* [WHAT THE TASK ASKS] Please tell how many of the lines below contain "window", using only a number.

___ DATA LISTING ___

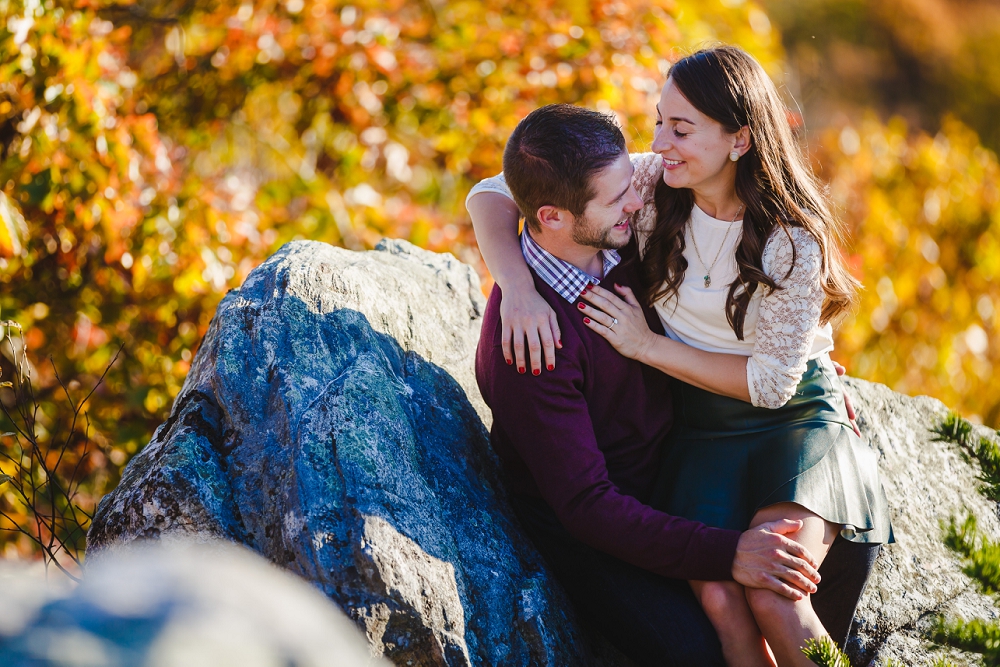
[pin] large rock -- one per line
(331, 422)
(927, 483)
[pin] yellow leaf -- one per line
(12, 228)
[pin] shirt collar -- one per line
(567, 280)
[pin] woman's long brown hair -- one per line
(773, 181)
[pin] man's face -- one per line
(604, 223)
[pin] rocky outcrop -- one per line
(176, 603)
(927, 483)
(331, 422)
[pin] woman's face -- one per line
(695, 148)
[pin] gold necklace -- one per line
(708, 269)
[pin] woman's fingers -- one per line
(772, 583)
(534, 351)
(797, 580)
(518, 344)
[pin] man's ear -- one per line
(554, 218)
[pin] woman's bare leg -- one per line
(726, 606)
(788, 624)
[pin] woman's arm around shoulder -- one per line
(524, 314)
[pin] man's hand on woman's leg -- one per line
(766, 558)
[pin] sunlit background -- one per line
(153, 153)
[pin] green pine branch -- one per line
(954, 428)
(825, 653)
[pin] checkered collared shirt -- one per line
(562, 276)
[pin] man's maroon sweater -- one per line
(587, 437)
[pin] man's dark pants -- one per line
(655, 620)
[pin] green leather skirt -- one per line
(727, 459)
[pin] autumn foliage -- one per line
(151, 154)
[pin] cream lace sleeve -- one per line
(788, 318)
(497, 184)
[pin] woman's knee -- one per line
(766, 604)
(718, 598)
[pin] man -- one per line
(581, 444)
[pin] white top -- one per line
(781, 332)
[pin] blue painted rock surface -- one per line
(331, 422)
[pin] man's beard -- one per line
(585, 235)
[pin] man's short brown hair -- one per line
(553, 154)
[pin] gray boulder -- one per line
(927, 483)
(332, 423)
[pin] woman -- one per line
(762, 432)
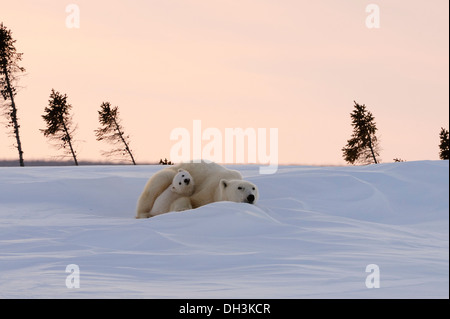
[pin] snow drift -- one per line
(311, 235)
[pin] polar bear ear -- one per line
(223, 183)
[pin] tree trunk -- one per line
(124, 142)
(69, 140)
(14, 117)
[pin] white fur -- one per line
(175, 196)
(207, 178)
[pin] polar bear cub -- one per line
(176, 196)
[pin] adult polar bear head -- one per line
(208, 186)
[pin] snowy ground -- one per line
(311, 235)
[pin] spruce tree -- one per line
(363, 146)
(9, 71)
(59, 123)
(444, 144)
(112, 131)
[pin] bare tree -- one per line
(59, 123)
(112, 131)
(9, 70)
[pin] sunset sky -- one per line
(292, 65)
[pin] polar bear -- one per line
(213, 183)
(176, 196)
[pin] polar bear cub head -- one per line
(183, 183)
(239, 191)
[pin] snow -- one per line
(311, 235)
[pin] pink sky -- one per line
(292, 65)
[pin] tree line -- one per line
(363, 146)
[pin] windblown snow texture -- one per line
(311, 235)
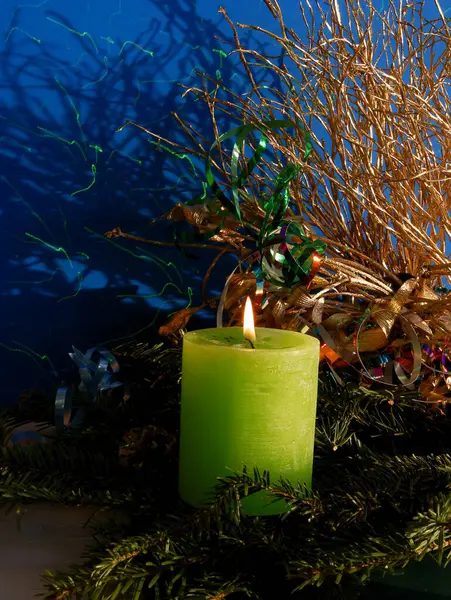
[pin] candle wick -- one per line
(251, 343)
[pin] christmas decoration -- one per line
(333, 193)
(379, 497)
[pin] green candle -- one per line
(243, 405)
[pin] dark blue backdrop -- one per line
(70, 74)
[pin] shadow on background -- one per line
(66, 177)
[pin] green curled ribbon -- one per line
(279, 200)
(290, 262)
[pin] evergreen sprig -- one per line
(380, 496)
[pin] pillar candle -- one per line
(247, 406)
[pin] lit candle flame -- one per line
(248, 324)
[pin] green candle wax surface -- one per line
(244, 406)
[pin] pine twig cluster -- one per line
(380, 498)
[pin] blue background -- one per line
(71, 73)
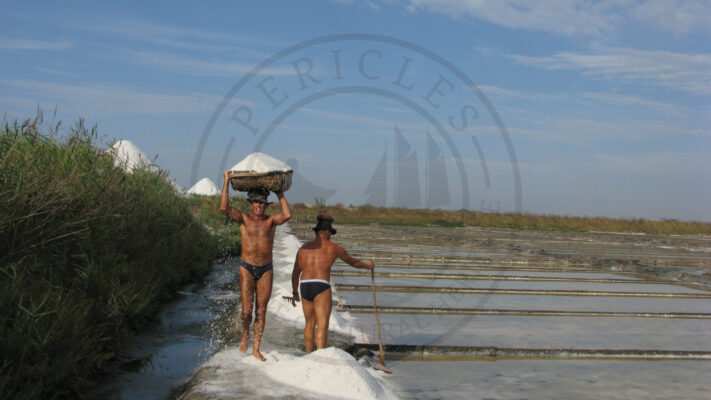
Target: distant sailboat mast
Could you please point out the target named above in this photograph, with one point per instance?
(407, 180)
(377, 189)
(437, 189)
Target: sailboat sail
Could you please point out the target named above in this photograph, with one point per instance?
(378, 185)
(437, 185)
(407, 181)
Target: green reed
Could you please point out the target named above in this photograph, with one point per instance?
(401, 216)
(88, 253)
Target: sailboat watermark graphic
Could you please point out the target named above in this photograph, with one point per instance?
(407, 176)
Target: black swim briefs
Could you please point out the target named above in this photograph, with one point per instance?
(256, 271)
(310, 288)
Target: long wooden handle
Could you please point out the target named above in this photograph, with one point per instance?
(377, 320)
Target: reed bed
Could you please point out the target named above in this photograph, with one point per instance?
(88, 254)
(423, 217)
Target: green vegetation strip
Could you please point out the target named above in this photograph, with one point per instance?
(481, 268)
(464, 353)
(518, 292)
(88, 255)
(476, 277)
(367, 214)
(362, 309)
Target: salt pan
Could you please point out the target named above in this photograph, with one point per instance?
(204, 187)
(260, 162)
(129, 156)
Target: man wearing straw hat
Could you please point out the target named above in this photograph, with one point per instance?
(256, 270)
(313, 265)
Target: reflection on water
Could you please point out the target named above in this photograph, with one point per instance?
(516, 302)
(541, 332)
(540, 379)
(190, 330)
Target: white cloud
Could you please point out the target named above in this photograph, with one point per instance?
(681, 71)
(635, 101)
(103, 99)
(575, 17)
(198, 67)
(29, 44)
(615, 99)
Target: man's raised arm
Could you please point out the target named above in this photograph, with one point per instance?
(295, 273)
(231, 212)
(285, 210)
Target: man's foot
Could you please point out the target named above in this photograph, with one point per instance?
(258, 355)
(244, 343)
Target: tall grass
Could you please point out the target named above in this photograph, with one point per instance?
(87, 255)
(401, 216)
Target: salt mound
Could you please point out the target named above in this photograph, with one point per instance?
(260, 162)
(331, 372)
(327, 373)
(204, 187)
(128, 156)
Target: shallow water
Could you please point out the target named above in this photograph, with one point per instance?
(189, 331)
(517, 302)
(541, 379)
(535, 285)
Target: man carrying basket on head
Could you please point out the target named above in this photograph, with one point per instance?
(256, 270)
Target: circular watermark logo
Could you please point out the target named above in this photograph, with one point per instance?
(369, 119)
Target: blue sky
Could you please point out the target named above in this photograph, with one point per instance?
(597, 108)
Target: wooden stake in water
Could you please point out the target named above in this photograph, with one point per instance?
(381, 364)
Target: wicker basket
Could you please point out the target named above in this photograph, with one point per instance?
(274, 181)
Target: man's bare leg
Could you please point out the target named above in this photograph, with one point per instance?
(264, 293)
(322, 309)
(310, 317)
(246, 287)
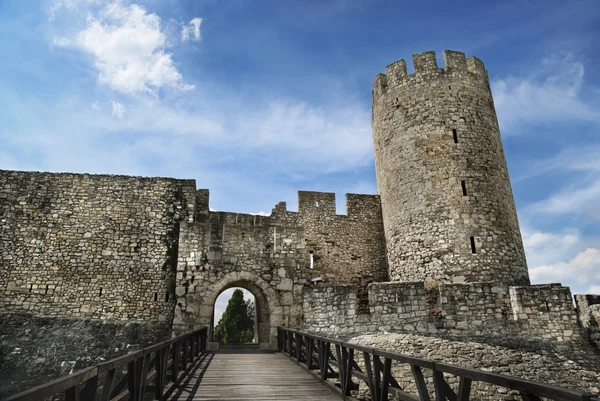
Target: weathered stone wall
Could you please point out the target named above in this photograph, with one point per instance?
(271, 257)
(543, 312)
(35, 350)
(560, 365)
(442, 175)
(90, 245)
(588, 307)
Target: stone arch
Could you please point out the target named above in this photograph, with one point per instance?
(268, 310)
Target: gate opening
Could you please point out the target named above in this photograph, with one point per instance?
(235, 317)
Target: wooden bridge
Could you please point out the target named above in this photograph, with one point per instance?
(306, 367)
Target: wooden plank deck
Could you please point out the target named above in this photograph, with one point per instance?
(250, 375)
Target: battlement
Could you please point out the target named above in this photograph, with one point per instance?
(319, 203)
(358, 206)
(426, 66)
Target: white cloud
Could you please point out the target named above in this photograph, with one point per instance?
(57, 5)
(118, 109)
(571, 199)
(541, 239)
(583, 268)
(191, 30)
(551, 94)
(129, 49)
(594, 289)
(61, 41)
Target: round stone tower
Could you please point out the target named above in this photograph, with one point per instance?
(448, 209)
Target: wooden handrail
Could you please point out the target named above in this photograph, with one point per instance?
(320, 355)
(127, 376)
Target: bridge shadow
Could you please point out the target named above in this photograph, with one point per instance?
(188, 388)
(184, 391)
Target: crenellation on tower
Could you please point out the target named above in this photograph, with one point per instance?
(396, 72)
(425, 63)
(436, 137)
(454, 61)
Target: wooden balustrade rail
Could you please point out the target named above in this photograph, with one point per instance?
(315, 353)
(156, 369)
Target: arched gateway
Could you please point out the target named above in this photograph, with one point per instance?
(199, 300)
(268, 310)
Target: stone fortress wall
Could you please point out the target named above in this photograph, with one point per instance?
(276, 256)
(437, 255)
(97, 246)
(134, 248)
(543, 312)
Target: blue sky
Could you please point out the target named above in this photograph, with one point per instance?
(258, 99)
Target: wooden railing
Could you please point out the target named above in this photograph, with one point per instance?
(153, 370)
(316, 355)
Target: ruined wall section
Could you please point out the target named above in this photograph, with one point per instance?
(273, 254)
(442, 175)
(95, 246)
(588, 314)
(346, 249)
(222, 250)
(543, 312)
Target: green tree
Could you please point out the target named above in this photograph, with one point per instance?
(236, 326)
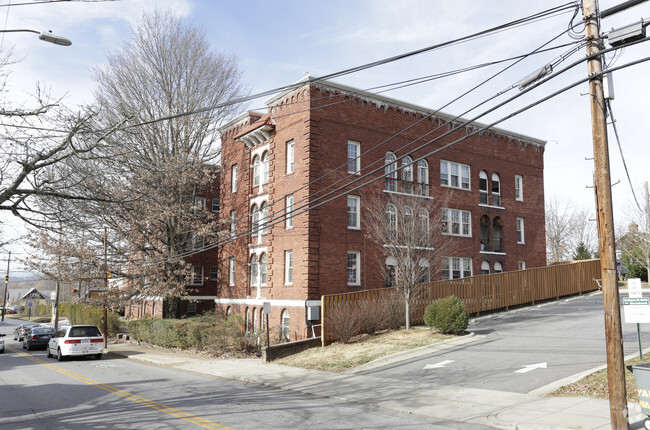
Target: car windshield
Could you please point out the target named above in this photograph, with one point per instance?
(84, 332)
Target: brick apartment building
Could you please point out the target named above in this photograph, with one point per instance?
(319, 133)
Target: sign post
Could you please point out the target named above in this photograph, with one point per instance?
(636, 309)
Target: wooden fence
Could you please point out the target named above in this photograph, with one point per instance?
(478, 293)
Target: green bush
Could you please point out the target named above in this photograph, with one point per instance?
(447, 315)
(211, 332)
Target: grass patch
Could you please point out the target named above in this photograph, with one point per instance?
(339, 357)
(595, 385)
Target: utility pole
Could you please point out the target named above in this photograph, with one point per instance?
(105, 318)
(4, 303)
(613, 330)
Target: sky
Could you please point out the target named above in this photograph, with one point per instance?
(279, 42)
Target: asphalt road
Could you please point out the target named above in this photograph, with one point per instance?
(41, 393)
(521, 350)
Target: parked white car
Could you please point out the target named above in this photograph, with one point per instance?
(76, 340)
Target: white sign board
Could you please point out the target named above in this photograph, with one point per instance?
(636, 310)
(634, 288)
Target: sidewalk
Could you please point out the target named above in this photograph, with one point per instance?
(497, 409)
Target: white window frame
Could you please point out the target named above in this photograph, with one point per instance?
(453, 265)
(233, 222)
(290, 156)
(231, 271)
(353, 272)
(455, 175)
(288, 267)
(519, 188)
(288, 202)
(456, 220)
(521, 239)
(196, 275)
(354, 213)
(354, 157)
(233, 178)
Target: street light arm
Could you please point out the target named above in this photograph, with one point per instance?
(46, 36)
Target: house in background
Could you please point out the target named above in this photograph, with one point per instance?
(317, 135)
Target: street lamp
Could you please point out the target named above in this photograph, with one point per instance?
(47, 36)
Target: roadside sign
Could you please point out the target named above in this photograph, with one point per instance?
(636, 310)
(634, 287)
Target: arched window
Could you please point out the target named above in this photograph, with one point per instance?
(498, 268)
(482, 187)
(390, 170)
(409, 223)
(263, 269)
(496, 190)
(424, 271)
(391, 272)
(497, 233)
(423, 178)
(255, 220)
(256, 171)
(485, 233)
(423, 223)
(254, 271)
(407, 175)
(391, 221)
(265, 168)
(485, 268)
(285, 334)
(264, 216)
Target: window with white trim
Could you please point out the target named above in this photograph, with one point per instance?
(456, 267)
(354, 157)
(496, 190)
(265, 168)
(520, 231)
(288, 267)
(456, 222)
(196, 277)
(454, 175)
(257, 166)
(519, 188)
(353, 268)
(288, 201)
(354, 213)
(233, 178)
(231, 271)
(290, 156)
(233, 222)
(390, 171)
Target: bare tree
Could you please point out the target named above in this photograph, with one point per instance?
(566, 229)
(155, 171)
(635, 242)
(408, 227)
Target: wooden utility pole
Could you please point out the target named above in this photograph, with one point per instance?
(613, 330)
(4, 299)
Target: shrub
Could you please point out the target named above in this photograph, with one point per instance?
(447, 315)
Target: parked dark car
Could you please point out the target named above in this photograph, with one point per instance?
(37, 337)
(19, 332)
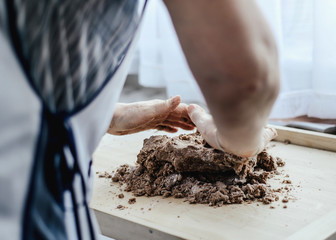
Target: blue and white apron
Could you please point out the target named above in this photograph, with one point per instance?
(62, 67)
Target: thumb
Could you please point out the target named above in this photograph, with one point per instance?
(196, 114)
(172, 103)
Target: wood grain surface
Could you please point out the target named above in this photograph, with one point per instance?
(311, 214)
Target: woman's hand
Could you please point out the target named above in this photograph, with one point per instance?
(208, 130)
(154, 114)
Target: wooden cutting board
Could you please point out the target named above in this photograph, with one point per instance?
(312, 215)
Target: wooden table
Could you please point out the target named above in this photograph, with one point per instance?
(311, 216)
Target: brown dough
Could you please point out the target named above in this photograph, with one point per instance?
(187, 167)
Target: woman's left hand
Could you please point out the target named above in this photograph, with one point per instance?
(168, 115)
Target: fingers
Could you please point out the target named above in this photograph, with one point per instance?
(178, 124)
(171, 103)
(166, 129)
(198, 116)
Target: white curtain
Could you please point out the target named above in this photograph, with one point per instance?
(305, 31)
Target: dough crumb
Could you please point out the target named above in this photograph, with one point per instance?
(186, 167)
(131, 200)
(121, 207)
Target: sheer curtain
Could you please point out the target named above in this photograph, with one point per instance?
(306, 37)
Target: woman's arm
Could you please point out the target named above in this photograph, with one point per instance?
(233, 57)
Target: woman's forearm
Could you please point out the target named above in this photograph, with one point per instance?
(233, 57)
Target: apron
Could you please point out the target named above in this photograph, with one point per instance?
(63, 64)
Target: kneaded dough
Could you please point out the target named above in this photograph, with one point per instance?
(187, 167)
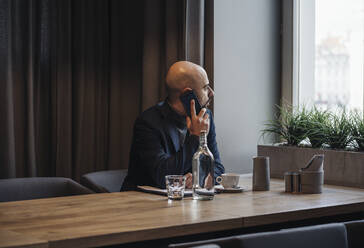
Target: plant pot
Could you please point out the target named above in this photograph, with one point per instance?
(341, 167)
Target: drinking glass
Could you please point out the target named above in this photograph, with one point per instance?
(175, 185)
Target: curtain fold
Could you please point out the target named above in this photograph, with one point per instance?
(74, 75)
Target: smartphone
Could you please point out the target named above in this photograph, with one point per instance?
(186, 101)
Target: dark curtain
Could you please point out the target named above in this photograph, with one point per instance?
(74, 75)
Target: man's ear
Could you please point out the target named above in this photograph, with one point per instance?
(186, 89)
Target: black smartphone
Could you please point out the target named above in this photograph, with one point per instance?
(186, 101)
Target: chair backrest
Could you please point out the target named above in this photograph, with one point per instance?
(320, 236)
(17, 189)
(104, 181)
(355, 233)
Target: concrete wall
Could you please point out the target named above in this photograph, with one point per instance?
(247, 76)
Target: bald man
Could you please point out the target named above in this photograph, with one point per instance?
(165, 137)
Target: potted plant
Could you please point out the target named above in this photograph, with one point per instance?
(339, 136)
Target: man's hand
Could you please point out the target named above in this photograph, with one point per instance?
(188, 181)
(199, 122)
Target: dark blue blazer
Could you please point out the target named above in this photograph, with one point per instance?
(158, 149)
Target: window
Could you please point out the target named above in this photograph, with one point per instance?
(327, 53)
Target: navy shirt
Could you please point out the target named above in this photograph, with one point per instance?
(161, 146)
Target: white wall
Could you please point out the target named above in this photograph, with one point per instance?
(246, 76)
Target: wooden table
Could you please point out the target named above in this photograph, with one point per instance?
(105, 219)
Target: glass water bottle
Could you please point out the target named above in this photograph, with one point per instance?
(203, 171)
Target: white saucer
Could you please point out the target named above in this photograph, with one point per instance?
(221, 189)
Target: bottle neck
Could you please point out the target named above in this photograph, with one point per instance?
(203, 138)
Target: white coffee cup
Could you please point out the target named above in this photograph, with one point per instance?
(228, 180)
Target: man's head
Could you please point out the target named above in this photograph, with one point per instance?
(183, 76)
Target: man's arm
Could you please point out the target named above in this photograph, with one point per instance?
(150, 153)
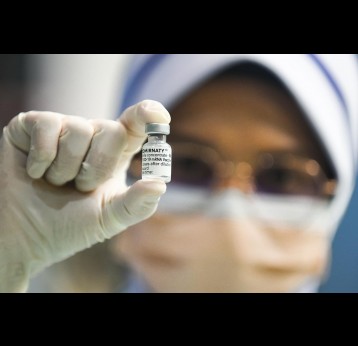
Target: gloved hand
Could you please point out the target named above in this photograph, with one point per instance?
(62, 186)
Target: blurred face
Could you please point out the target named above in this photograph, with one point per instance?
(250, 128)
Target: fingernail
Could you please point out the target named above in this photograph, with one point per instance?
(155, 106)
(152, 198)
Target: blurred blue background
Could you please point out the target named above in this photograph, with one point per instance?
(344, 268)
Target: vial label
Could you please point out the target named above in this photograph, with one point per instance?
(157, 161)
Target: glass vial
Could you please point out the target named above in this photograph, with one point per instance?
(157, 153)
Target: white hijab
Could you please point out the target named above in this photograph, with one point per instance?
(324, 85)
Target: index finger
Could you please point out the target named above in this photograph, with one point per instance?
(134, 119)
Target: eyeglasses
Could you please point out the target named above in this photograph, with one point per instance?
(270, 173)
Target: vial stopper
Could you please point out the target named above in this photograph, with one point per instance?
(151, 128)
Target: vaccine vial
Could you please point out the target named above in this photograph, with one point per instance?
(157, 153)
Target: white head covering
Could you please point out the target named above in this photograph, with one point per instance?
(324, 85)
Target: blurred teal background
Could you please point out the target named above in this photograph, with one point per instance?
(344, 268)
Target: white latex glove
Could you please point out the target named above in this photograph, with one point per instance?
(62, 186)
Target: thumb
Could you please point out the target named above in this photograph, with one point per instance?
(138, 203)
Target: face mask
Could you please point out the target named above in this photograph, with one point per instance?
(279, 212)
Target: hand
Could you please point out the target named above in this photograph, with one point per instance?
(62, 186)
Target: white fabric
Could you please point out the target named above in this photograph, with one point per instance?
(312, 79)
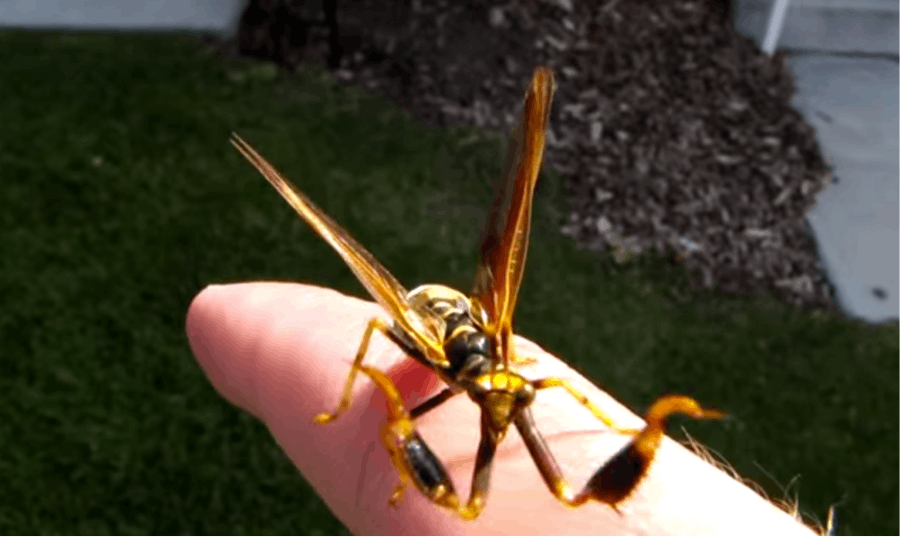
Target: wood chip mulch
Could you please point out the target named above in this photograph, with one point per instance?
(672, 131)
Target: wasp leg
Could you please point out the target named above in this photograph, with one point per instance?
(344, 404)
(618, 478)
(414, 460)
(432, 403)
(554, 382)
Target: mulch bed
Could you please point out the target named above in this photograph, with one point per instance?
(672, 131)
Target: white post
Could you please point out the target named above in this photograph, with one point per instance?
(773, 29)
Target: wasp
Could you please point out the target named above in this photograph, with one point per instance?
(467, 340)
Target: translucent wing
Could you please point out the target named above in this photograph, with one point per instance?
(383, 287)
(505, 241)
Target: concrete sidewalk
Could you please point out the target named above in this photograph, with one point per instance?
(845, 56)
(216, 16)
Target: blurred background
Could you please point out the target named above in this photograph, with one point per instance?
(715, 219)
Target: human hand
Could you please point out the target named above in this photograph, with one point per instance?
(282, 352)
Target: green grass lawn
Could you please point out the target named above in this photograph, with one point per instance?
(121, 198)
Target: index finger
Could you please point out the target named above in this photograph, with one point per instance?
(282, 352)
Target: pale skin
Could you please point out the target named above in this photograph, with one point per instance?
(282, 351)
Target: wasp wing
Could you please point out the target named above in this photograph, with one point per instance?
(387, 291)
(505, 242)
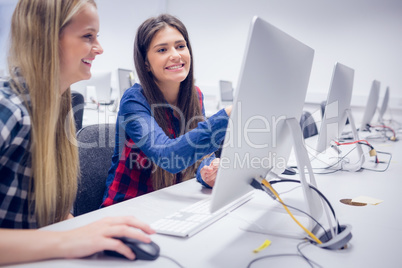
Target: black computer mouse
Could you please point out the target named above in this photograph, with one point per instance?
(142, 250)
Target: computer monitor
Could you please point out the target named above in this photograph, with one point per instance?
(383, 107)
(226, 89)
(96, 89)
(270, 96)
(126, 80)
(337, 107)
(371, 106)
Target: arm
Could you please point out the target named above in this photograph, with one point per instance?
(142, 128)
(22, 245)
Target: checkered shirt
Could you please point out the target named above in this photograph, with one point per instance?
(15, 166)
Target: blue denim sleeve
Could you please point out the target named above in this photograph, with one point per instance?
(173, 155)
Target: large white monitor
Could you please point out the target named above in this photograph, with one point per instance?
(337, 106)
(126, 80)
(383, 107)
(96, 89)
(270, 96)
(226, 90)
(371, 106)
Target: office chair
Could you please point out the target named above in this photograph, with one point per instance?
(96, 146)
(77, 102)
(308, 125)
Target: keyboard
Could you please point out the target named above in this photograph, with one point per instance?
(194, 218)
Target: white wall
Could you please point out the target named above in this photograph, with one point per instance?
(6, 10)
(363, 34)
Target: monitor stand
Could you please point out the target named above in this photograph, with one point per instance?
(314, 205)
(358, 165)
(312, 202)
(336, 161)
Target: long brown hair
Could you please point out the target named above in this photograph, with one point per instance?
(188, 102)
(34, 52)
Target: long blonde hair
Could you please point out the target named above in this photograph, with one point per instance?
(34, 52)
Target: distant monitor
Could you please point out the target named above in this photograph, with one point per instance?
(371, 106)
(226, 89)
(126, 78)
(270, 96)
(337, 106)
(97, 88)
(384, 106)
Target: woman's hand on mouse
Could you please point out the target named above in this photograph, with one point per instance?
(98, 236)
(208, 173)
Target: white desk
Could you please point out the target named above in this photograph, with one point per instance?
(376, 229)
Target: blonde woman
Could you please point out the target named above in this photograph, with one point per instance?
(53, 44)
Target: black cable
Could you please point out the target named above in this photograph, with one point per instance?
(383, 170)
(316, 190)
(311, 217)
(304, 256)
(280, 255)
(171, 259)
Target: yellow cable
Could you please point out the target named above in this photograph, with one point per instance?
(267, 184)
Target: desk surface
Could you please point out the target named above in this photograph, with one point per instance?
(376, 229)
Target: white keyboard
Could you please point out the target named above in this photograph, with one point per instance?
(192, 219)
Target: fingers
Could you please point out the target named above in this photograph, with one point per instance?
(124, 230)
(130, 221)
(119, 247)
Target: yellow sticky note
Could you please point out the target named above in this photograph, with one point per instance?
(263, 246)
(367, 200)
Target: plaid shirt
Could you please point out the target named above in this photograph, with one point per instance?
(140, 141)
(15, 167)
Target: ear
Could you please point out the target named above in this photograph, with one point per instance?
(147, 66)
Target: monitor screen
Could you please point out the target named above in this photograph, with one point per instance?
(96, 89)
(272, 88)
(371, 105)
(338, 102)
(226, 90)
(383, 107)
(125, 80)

___

* [THE COMPLETED TASK] 4